TEXTAUSZUG
╭──

Anwohner Wajrak, der als Reporter der Tageszeitung »Gazeta Wyborcza« landesweit für seine Umweltberichte bekannt ist, geht es um Natur und um Menschenrechte. »Menschen werden immer einen Weg über eine Mauer finden – gerade die Deutschen wissen das«, sagt er. »Die polnische Regierung muss sich an Recht und Gesetz halten, gegenüber der Natur und den armen Menschen.«

Auch die EU-Kommission und die UNESCO sind besorgt. UNESCO-Manager Guy Debonnet verweist darauf, dass die »ökologische Vernetzung« zwischen dem polnischen und dem belarussischen Teil des Urwaldes ein Schlüsselelement war, als man den Wald im Jahr 1992 als Weltnaturerbe einstufte.

╰──

AUFGABEN
**1.** Erklären Sie in ein bis drei Sätzen anhand des Auszugs über den Urwald, worauf UNESCO-Manager Guy Debonnet verweist, als es um die Sorge der UNESCO geht.
**2.** Geben Sie aus dem Auszug über den Urwald den Abschnitt wörtlich wieder, der mit „Anwohner Wajrak, der“ beginnt und bis einschließlich „als Weltnaturerbe einstufte.“ reicht.
Die anschließenden Daten stammen aus einer anderen Quelle.

GEGEBENE DATEN
╭──

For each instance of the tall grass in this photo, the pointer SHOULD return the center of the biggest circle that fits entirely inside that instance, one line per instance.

╰──

DIE ANTWORTEN
**1.** Er verweist darauf, dass die »ökologische Vernetzung« zwischen dem polnischen und dem belarussischen Teil des Urwaldes ein Schlüsselelement war, als der Wald im Jahr 1992 als Weltnaturerbe eingestuft wurde.

**2.**
Anwohner Wajrak, der als Reporter der Tageszeitung »Gazeta Wyborcza« landesweit für seine Umweltberichte bekannt ist, geht es um Natur und um Menschenrechte. »Menschen werden immer einen Weg über eine Mauer finden – gerade die Deutschen wissen das«, sagt er. »Die polnische Regierung muss sich an Recht und Gesetz halten, gegenüber der Natur und den armen Menschen.«

Auch die EU-Kommission und die UNESCO sind besorgt. UNESCO-Manager Guy Debonnet verweist darauf, dass die »ökologische Vernetzung« zwischen dem polnischen und dem belarussischen Teil des Urwaldes ein Schlüsselelement war, als man den Wald im Jahr 1992 als Weltnaturerbe einstufte.